Will you output all of the data below exactly, omitting the images?

*Input data*
........

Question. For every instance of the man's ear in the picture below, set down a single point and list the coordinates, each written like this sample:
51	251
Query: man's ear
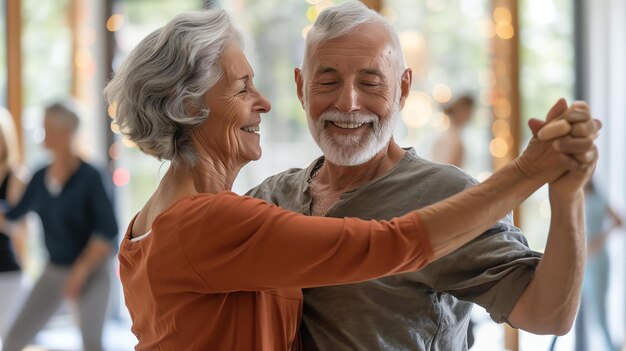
405	86
297	75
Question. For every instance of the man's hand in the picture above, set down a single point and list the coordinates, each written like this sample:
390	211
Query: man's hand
578	146
540	159
574	153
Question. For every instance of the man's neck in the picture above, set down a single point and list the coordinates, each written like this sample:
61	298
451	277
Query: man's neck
339	179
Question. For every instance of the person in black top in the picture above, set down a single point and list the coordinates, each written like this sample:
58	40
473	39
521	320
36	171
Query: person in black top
80	232
11	187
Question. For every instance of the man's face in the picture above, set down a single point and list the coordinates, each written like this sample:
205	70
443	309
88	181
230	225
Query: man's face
351	94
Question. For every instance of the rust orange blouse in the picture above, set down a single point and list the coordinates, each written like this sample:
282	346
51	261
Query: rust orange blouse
224	272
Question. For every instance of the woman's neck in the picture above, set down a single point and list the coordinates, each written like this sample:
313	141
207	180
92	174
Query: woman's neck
206	177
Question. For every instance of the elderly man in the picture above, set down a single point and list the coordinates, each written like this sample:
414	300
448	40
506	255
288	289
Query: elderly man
352	85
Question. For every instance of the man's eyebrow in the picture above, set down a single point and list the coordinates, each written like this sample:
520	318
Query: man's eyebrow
326	69
372	71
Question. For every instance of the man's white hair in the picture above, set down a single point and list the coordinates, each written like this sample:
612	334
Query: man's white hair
343	19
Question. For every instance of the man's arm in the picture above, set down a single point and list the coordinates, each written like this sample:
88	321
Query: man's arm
549	303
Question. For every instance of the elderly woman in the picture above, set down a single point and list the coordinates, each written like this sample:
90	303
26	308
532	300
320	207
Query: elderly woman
79	230
206	269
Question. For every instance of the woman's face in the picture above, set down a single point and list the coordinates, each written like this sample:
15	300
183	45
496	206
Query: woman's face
232	128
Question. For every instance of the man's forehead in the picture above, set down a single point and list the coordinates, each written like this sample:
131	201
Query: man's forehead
369	44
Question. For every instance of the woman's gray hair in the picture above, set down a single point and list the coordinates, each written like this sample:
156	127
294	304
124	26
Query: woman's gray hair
157	95
339	20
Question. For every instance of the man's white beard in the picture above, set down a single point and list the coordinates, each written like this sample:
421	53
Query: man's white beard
352	150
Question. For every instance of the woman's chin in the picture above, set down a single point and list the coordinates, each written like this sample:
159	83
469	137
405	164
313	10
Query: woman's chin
252	155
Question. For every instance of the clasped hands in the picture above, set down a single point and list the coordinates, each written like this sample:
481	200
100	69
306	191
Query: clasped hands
562	151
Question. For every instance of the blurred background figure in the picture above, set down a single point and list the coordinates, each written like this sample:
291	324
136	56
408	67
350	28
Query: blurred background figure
601	222
11	248
79	229
449	146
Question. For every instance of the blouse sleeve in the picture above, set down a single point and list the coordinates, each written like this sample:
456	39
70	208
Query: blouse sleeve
237	243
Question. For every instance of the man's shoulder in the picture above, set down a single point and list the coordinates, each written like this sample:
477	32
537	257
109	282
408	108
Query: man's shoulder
425	174
285	183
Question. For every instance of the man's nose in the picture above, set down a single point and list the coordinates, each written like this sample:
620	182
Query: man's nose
348	99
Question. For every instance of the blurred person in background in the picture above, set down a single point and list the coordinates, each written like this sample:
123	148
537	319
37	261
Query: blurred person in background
12	249
602	220
352	84
79	229
449	147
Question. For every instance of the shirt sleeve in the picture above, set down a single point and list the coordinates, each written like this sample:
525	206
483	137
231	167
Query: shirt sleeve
492	271
237	243
104	222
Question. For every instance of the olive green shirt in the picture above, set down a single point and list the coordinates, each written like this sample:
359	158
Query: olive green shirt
424	310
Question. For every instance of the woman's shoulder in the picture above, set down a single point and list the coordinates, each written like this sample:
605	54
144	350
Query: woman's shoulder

........

*Answer to this problem*
Question. For every instance of the man's ear in the picture below, set down a single point and list the coordinates, each written like this sample:
51	251
Query: man's ear
405	86
297	75
Question. For every instance of the man's hand in the picture above, set down a single point and list the coordinates, each written like this sample:
390	211
Query: man's hand
578	146
540	159
574	153
Question. For every instance of the man's neck in the picture above, set down a single point and list the coordinates, each written like this sample:
61	298
451	277
Query: man's neck
339	179
Question. For every instance of the person in black top in the picture above, set down a single point and list the coordinates, each written like this sample:
58	40
473	39
521	320
36	171
Query: person in black top
80	232
11	187
Question. For every instance of the man's face in the picture above, set down a single point and list the coordinates, each written like this sample:
205	70
443	309
88	181
230	225
Query: man's face
351	94
Question. For every instance of the rust orange blouse in the picture above, set down a single point and list the coordinates, each written like this sample:
282	346
51	261
Query: rust orange blouse
224	272
Question. For every instance of the woman's neck in the picture above, set down a single point and list the coordinates, each written like this sample:
313	141
207	180
92	174
Query: woman's neck
206	177
Question. For every instance of the elderly man in the picture above, set down a single point and list the coordinates, each written like this sample:
414	300
448	40
506	255
288	289
Query: elderly man
352	85
Question. For every instance of the man's eyebrow in the picture above, set down a single point and list the coordinates, each written like this sample:
520	318
Query: man's eyebrow
326	69
372	71
Question. For every instance of the man's white hair in the picture above, set down a single point and list the coordinates, each written like this sample:
612	334
Query: man's white hair
343	19
Question. For every instance of the man's arm in the picture above, set down a single point and list the coordinates, each written like this sample:
88	321
Query: man's arm
549	303
Question. For every instance of the elderly woman in the picture above, set down a single point and list the coordinates, each written like this sample:
90	303
26	308
532	300
320	207
Query: elderly woman
79	230
206	269
Question. For every instance of the woman's face in the picture above, set down a single point and list the coordinates, each written like this sample:
15	300
183	45
496	206
Query: woman's face
232	128
Question. For every instance of the man's forehead in the picture above, set down a single point and list the coordinates, each written like this sample:
131	201
Query: man's forehead
369	44
Question. For every instance of the woman's gray hair in the picture above, set down a single point and list the coordinates, each written like this sample:
156	127
294	304
124	26
Query: woman's gray hair
157	95
339	20
Question. For every instance of the man's white beard in the picture above, set down a single point and list the coordinates, each written like this sample:
421	53
Query: man's white beard
352	150
Question. For every instance of the woman's chin in the picture above, set down a single point and list the coordinates, each written like this sample:
159	83
469	137
405	164
313	10
Query: woman's chin
252	155
Question. For every instance of the clasped hands in the picture above, set down a single point and list the coordinates, each written like this sample:
481	200
100	69
306	191
Query: clasped hands
562	151
Question. For every instance of the blurred background figure in the picture above, set down a single point and list the coordinates, each written like this sample:
291	324
136	56
408	67
350	28
Query: blurred background figure
601	222
11	248
79	229
449	146
Question. For every instance of the blouse sleeve in the picture above, set down a single point and list the coordinates, each written like this sample:
456	39
70	208
Query: blouse sleeve
237	243
Question. For every instance of the man's shoulder in the picture above, set down a single point and list the coordinates, each written like this sample:
477	32
537	257
109	282
408	108
Query: man's shoulder
425	174
285	183
Question. For every instance of the man's nose in the picture above, set down a single point and list the coordinates, each written like this sample:
620	182
Query: man's nose
348	99
Question. For every instance of the blurred person in background in the picture above, set down a single point and list the coordinates, each written like this sample:
123	148
537	319
37	261
Query: blurred person in background
12	249
602	220
352	84
79	229
449	147
Question. For every instance of the shirt sleeve in the picture above, set down a single point and list the coordinates, each written like this sample:
525	206
483	137
231	167
Query: shirt sleeve
492	271
237	243
104	222
Question. For every instance of the olive green shirt in the picture above, set down a single point and list the coordinates, each written like this sample:
359	158
Query: olive green shirt
424	310
Question. For every instance of the woman's shoulder in the picture above, set down a single point and list the coordinates, each written like this sample:
605	54
144	350
Query: woman's shoulder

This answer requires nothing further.